Flag: wwf{h0w_d1d_y0u_m4n4g3_t0_h4ck_my_sup3r_rpm4ll0c_pr0gr4m_:(((((}

Free My Man Pascal

Description

Author: numb3rs
plz free pascal
nc freemyman.chal.wwctf.com 1337

Analysis

we're given a single binary named freemyman , here's some information about it

└──╼ [★]$ file freemyman 
freemyman: ELF 64-bit LSB executable, x86-64, version 1 (SYSV), statically linked, for GNU/Linux 2.4.0, with debug_info, not stripped

└──╼ [★]$ pwn checksec freemyman 
    Arch:     amd64-64-little
    RELRO:    No RELRO
    Stack:    No canary found
    NX:       NX enabled
    PIE:      No PIE (0x400000)

as the challenge states, it is a pascal binary seemingly compiled using free pascal. running it gave us these options

upon adding a new request we're able give 2 input fields to it, title and content .

with no size prompt, it can be deducted that the size is hard coded, as can be seen from the decompilation, it is hard coded to be 0x90

noticed there's also two add options, add request and add data. as per my understanding there's no difference in these other than they're collected in a different pool and have different counter.

also unlike request, references to data cannot be edited, showed nor deleted. other than that, they're practically the same (I'm assuming a lot here)

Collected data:
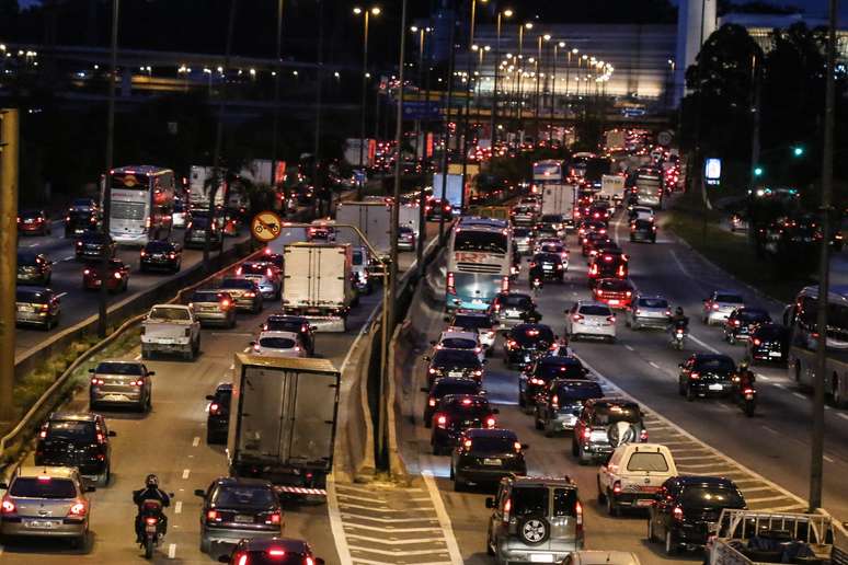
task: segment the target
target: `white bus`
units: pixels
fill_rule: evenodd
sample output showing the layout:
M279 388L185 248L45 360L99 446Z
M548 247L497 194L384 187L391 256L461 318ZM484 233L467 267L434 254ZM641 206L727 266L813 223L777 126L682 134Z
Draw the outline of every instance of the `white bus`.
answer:
M119 245L168 238L174 209L174 172L152 165L111 172L108 233Z
M505 220L461 218L448 242L447 310L488 310L499 292L509 290L512 247Z
M810 389L815 378L817 349L816 312L818 287L806 287L787 307L783 323L789 327L789 379ZM836 406L848 403L848 286L836 285L827 298L827 364L825 394Z

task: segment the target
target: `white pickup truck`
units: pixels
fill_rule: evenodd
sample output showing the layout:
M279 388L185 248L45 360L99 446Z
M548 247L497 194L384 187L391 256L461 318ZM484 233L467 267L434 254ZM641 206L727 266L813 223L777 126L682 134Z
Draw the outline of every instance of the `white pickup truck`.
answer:
M141 358L180 353L193 361L200 350L200 322L182 304L157 304L141 323Z
M648 508L673 476L677 476L677 466L667 447L624 443L598 469L598 500L606 503L610 516L618 516L622 507Z

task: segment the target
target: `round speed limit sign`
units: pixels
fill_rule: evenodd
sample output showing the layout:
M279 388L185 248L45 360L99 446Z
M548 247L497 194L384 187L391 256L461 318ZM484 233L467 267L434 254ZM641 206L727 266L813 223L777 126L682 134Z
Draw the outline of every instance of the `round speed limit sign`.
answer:
M250 232L261 242L268 242L279 237L283 220L273 211L259 212L250 222Z

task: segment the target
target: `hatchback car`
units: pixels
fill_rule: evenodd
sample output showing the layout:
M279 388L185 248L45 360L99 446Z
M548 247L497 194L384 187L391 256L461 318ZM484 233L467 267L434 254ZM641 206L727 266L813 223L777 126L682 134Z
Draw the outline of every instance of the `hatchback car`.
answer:
M100 263L89 263L82 269L83 290L98 290L101 286ZM108 260L106 263L106 290L110 292L126 292L129 286L129 265L121 260Z
M226 443L230 426L230 401L232 400L232 383L222 382L215 388L215 393L207 394L209 406L206 410L206 442Z
M105 233L99 231L87 231L83 233L75 246L75 253L78 260L101 260L115 256L115 242Z
M779 324L757 326L747 341L747 358L755 361L786 362L789 353L789 331Z
M35 464L76 466L84 478L105 486L112 475L113 437L100 414L54 412L38 430Z
M236 302L222 290L195 290L188 303L194 318L206 327L220 325L236 327Z
M527 448L509 429L467 429L450 457L454 491L463 491L468 483L497 484L504 476L526 475Z
M627 309L624 324L632 330L641 330L642 327L665 330L671 316L672 307L668 304L668 300L661 296L639 295Z
M707 325L724 323L731 313L737 308L745 307L745 299L736 292L715 290L703 299L703 314L701 321Z
M469 428L494 428L497 413L482 394L446 394L433 414L433 454L448 454Z
M172 241L150 241L141 247L139 253L139 269L141 273L148 270L170 270L177 273L183 263L183 247Z
M696 396L726 396L733 392L736 366L726 355L694 354L679 367L677 391L690 402Z
M241 540L232 553L220 555L218 563L230 565L324 565L302 540L268 538ZM618 564L615 564L618 565Z
M153 399L156 372L139 361L107 360L100 361L89 369L89 407L133 406L139 411L149 411Z
M493 510L486 553L499 565L562 563L583 549L583 504L569 477L502 478L485 506Z
M19 285L43 285L50 284L53 278L53 261L44 253L34 253L31 251L18 252L18 275Z
M616 341L616 316L607 304L580 300L565 310L565 334L569 341L578 337L601 337Z
M504 362L507 368L524 368L548 353L557 342L546 324L518 324L504 338Z
M49 235L50 231L50 219L44 210L23 210L18 215L21 235Z
M664 542L665 553L707 544L712 524L724 508L746 508L745 497L730 478L675 476L654 496L648 510L648 541Z
M14 300L18 325L39 325L48 331L58 325L61 302L49 288L18 287Z
M608 456L622 443L648 441L648 430L639 404L624 399L591 399L583 403L577 420L574 423L574 436L571 441L571 454L577 462L586 464L592 460ZM609 437L611 430L618 431L619 423L624 423L623 437ZM615 427L614 427L615 426Z
M737 308L724 321L724 339L734 345L747 341L757 326L770 324L771 316L761 308Z
M220 477L206 491L198 488L200 551L213 543L275 538L283 533L283 509L274 486L260 478Z
M85 486L72 466L21 466L5 489L0 506L3 538L59 538L73 547L88 541L91 504Z
M237 310L254 314L262 312L262 292L255 280L241 277L225 278L218 290L230 295Z
M300 336L294 332L262 332L251 342L253 355L260 357L306 357L307 351Z
M545 430L546 437L574 429L584 403L600 399L604 391L595 381L586 379L553 379L545 391L536 396L536 429Z
M428 388L443 377L472 379L478 382L483 380L483 362L473 350L436 349L433 357L424 356L424 360L427 361Z

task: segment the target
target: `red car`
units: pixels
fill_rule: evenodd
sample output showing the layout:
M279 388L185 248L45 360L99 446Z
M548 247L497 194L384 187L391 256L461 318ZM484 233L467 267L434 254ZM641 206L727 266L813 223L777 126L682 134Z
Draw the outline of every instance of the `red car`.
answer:
M90 263L82 270L82 288L100 288L100 263ZM106 266L106 289L111 292L124 292L129 284L129 266L121 260L110 260Z
M50 219L44 210L24 210L18 215L18 233L50 234Z
M607 304L609 308L630 308L635 288L630 279L601 278L593 290L595 300Z

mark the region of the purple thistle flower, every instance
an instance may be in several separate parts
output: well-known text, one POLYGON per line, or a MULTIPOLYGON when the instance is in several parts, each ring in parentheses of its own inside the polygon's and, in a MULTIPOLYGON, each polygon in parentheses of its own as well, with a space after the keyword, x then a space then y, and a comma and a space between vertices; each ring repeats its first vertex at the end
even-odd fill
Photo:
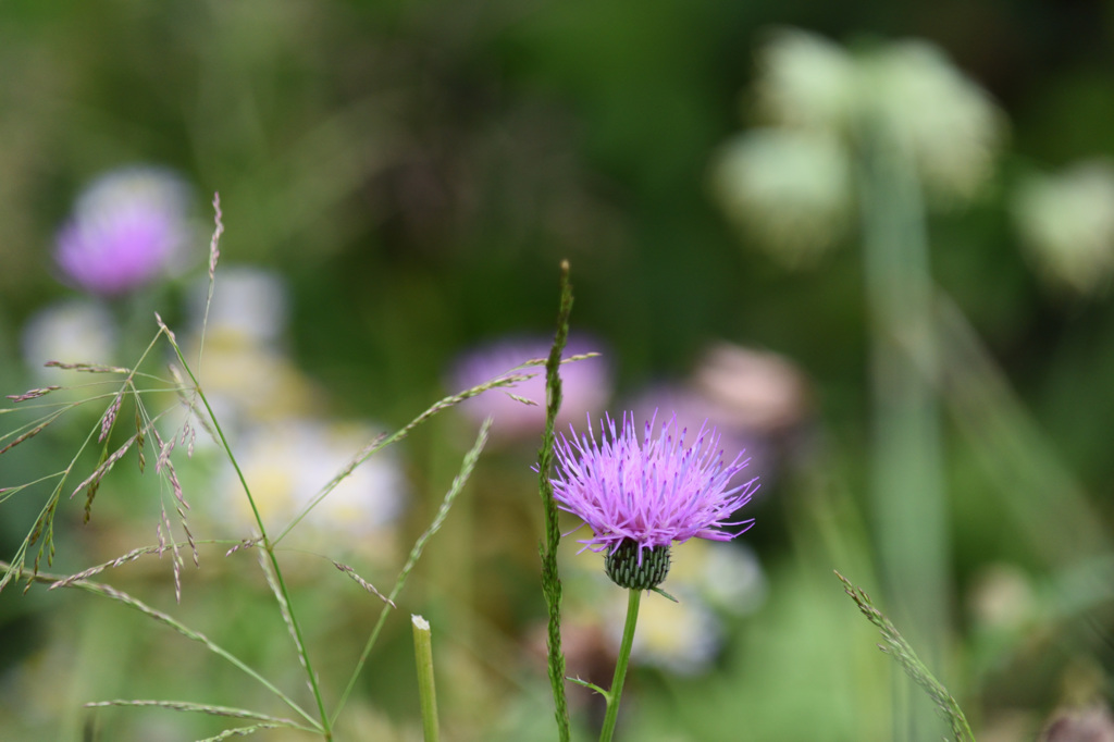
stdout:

(Requirements)
a - Translate this sentence from the Free My Man Pascal writeup into Spanish: "also unlike request, references to data cannot be edited, showed nor deleted."
b - Please duplicate the lines of the records, starting with the line that contains "mark the region" and going on through the end of the records. Leave the pictures out of your copy.
The text and the records have nothing to do with each other.

(Answers provided)
a - Además, a diferencia de las solicitudes, las referencias a los datos no se pueden editar, mostrar ni eliminar.

b -
mark the region of the purple thistle flower, every instance
an instance may be in several separate parts
output: well-known text, one POLYGON per line, or a MULTIPOLYGON when the instance is in several parts, each ring in parentheses of its own inside the polygon's and, in a MULTIPOLYGON, each polygon in parentheses of its own as well, with a space after the keyword, x then a space then y, and a comma and a space between vertices; each ring repeats its first vertex at the end
even-odd fill
Photo:
stdout:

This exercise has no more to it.